■ Provided text:
■ ■ ■ ■ ■
Key Implementation Details:

  1. Content Deduplication:

    def _add_memory_with_content_deduplication(self, content: str, user_id: str, client_name: str):
        content_hash = f"{user_id}_{hashlib.md5(content.encode()).hexdigest()}"
        
        if content_hash in self._saved_content_hashes:
            return  # Skip duplicate
        
        self._saved_content_hashes.add(content_hash)
        # Maintain rolling window of 100 hashes to prevent memory leaks
  2. Speed Mode Mapping:

    if speed == "fast":
        return await _fallback_simple_search(user_message, user_id, background_tasks)
    elif speed == "comprehensive" or speed == "deep":
        from app.tools.documents import deep_memory_query
        return await deep_memory_query(search_query=user_message)
    # "balanced" and "autonomous" fall through to full orchestration
  3. Multi-Agent Support:

    def parse_virtual_user_id(user_id: str) -> Dict[str, Any]:
        if "__session__" in user_id:
            parts = user_id.split("__session__")
            base_user_id = parts[0]
            session_parts = parts[1].split("__")
            return {
                "base_user_id": base_user_id,
                "session_id": session_parts[0],
                "agent_id": session_parts[1] if len(session_parts) > 1 else "default",
                "is_multi_agent": True
            }

OAuth 2.1 PKCE Implementation

File: openmemory/api/app/oauth_simple_new.py

This implements the secure authentication that enables the "same user token works across all SDKs" promise:

@oauth_router.get("/authorize")
async def authorize(
    client_id: str,
    redirect_uri: str,
    response_type: str = "code",
    state: str = "",
    scope: Optional[str] = "read write",
    code_challenge: Optional[str] = None,
    code_challenge_method: Optional[str] = "S256"
):

Key Features:

  1. Auto-Registration: Automatically registers Claude and local development clients
  2. PKCE Support: Validates code challenges for enhanced security
  3. Standalone Authorization: Works without external auth providers
  4. Cookie Session Management: Maintains state across redirects

Token Exchange:

@oauth_router.post("/token")
■ ■ ■ ■ ■
[Data drawn from a collection]
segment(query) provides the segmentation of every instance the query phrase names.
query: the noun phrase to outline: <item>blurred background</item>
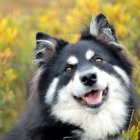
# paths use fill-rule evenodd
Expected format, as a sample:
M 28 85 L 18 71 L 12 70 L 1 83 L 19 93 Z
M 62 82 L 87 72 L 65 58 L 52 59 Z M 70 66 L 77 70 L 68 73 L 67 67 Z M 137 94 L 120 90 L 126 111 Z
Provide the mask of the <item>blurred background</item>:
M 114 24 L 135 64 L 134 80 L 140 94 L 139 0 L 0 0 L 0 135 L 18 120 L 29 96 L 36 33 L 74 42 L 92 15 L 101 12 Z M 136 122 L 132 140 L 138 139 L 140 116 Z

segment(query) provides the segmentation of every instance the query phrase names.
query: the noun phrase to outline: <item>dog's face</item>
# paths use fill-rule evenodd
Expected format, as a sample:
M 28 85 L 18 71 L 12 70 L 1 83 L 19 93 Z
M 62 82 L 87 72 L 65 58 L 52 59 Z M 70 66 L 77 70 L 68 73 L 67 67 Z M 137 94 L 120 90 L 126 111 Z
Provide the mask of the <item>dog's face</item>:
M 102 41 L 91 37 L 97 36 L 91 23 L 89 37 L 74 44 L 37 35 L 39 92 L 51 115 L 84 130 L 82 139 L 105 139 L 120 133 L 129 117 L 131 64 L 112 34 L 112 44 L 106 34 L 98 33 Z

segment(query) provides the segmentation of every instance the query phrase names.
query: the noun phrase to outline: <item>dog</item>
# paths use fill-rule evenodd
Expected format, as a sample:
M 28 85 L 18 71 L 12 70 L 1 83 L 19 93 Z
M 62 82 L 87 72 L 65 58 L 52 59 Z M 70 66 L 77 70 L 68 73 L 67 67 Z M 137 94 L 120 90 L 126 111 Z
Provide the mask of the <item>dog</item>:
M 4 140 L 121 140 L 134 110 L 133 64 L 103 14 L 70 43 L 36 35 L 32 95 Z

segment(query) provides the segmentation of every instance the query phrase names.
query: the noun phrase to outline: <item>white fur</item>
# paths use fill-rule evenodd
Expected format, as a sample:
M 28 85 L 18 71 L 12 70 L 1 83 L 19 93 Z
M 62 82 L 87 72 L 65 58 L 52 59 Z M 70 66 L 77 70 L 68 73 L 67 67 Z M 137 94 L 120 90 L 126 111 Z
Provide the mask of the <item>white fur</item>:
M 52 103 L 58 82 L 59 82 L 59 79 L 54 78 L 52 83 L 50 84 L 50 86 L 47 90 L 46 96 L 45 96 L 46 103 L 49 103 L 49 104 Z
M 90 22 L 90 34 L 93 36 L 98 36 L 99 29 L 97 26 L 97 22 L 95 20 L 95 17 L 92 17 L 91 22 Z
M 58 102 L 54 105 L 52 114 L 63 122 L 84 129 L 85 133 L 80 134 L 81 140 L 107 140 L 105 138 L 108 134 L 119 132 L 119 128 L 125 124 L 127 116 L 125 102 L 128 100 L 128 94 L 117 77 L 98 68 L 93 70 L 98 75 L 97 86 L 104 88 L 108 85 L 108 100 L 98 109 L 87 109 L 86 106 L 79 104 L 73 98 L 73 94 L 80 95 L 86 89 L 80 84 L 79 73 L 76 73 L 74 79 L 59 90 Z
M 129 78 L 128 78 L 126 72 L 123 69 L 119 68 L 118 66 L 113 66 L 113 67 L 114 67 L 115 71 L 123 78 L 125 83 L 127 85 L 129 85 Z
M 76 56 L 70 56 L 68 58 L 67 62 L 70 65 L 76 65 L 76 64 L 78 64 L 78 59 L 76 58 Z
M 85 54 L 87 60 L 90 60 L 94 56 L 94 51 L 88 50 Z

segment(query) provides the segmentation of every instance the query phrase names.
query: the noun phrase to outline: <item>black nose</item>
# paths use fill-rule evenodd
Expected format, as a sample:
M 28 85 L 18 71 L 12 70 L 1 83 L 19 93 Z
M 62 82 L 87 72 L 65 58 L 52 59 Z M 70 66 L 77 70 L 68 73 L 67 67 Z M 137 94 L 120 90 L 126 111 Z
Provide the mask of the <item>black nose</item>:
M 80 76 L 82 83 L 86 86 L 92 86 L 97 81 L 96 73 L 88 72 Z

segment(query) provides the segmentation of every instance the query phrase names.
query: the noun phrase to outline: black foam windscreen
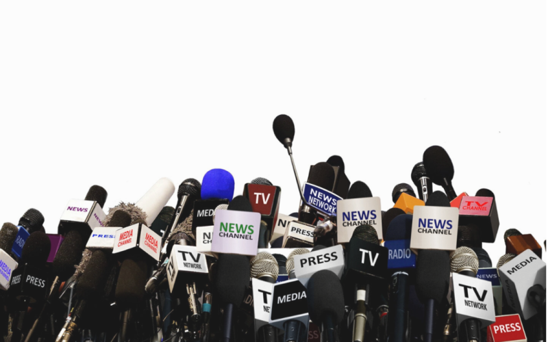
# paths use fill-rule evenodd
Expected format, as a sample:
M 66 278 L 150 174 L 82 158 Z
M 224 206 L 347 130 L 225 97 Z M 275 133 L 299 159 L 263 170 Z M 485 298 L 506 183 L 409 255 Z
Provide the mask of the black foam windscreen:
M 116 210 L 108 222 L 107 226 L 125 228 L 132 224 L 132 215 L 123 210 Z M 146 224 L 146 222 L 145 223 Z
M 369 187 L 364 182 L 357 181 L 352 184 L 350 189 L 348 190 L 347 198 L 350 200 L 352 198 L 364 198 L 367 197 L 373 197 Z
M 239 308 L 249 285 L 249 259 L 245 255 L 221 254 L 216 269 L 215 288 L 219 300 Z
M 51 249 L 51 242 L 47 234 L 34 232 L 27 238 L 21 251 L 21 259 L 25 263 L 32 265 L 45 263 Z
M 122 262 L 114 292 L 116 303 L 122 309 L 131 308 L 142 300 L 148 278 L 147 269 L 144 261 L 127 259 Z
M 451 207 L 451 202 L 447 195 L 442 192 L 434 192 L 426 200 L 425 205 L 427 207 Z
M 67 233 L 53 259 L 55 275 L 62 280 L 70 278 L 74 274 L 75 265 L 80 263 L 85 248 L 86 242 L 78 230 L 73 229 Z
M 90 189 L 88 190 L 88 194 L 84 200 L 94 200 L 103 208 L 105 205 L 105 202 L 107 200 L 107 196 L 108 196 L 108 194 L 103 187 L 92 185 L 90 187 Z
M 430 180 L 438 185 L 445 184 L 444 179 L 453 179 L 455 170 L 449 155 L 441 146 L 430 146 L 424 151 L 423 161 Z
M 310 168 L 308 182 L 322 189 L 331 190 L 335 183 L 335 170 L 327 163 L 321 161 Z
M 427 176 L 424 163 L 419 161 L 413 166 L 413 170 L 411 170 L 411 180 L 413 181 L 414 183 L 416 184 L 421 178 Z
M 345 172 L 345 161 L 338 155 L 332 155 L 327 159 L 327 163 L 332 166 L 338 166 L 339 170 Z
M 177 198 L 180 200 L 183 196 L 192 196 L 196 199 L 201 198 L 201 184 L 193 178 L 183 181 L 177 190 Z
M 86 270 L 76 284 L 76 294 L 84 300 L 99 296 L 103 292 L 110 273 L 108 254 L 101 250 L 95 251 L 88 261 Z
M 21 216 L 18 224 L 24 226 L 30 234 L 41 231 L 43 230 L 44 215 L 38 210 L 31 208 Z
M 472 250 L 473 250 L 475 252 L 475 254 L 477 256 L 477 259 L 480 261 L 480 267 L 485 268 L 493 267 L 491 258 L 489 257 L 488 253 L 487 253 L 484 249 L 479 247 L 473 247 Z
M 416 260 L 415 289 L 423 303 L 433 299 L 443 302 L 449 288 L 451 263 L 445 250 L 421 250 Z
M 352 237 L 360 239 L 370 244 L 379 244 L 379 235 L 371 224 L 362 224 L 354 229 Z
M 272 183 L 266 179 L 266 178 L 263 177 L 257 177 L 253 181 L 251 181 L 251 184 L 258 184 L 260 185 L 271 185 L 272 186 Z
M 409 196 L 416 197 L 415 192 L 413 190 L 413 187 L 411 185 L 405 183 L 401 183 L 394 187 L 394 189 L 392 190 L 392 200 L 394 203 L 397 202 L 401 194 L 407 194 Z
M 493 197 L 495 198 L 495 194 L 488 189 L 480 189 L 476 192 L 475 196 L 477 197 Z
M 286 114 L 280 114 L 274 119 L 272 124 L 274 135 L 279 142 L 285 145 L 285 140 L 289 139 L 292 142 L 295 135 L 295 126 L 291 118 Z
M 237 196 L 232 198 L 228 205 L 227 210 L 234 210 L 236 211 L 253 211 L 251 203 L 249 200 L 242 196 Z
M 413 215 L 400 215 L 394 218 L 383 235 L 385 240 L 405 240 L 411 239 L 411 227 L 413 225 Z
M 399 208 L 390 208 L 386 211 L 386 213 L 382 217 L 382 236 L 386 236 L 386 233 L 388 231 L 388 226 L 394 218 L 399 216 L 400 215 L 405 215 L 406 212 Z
■ ■ ■ ■ ■
■ Task instructions:
[A] According to the implementation notes above, which function is called when the speed is "comprehensive" or "deep"?
[B] List every key feature that the implementation notes give for the OAuth 2.1 PKCE implementation.

■ Responses by item number:
[A] deep_memory_query

[B] Auto-Registration, PKCE Support, Standalone Authorization, Cookie Session Management